» **EXERCISE DIRECTIONS**:
Please select and copy every line of the records below that contains the string "tree", treating uppercase and lowercase as different.

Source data

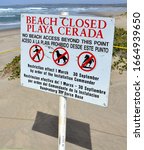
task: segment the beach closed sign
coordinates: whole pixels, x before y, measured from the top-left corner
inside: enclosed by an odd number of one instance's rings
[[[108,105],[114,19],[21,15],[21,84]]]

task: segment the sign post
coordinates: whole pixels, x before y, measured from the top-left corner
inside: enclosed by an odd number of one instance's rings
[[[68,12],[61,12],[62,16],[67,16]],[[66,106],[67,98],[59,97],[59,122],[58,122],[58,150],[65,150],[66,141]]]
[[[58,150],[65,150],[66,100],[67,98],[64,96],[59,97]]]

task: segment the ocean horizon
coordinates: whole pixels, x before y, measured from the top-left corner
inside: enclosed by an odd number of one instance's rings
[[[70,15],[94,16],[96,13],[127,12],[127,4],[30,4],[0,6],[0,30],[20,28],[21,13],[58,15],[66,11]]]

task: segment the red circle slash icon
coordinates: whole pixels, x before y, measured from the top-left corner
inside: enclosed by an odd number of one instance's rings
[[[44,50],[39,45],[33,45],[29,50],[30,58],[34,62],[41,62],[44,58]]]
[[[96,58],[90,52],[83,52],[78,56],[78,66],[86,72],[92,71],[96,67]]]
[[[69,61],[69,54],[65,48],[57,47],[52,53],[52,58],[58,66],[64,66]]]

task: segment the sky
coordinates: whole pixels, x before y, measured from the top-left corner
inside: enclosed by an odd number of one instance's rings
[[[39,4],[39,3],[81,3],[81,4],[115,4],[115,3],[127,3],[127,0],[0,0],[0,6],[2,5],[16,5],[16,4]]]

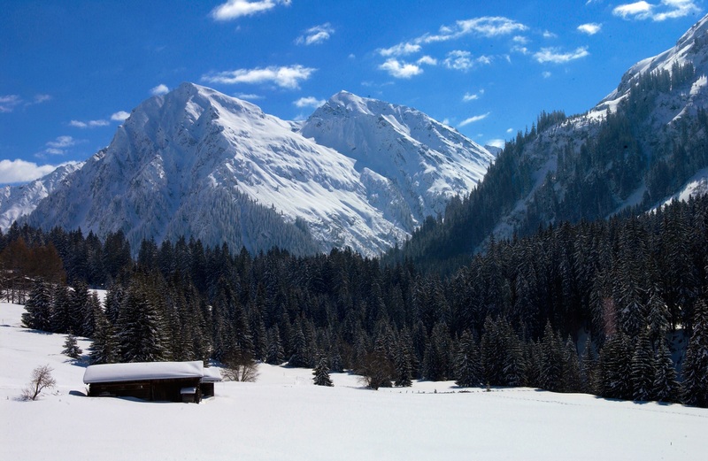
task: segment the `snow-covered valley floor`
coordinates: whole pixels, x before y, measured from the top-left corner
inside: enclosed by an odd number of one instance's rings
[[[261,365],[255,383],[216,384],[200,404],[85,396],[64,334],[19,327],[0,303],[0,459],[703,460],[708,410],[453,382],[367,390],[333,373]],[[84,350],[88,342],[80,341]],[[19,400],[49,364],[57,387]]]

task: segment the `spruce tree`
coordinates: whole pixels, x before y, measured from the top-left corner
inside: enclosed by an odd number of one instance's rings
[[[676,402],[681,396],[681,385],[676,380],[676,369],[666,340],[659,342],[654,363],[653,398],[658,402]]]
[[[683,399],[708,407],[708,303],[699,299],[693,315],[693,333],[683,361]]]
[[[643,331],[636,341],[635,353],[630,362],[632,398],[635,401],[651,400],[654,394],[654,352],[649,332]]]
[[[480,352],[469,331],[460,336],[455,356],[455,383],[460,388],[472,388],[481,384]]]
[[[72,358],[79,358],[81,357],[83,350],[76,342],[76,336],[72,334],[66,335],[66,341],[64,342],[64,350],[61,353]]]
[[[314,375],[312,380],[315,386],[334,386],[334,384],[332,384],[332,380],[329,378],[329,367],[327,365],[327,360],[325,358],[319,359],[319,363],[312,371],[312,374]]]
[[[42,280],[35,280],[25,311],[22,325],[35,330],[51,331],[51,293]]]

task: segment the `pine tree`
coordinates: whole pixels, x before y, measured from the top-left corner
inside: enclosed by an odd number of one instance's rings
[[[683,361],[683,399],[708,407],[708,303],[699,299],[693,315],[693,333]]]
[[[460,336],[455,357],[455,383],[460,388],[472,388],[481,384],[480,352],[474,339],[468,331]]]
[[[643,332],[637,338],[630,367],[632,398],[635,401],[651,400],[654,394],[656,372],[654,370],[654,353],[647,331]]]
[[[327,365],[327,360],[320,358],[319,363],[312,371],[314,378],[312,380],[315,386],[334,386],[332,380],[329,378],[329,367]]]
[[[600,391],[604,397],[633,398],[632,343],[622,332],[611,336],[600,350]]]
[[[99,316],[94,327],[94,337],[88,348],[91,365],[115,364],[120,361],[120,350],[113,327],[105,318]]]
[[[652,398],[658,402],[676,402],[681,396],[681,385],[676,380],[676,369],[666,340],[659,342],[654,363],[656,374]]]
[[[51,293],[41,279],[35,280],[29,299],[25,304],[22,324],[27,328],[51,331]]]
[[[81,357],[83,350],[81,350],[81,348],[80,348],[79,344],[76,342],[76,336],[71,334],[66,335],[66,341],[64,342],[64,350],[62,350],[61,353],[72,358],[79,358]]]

» **FULL RESPONSE**:
task: segment the `spruce tree`
task: segment the `pine tree`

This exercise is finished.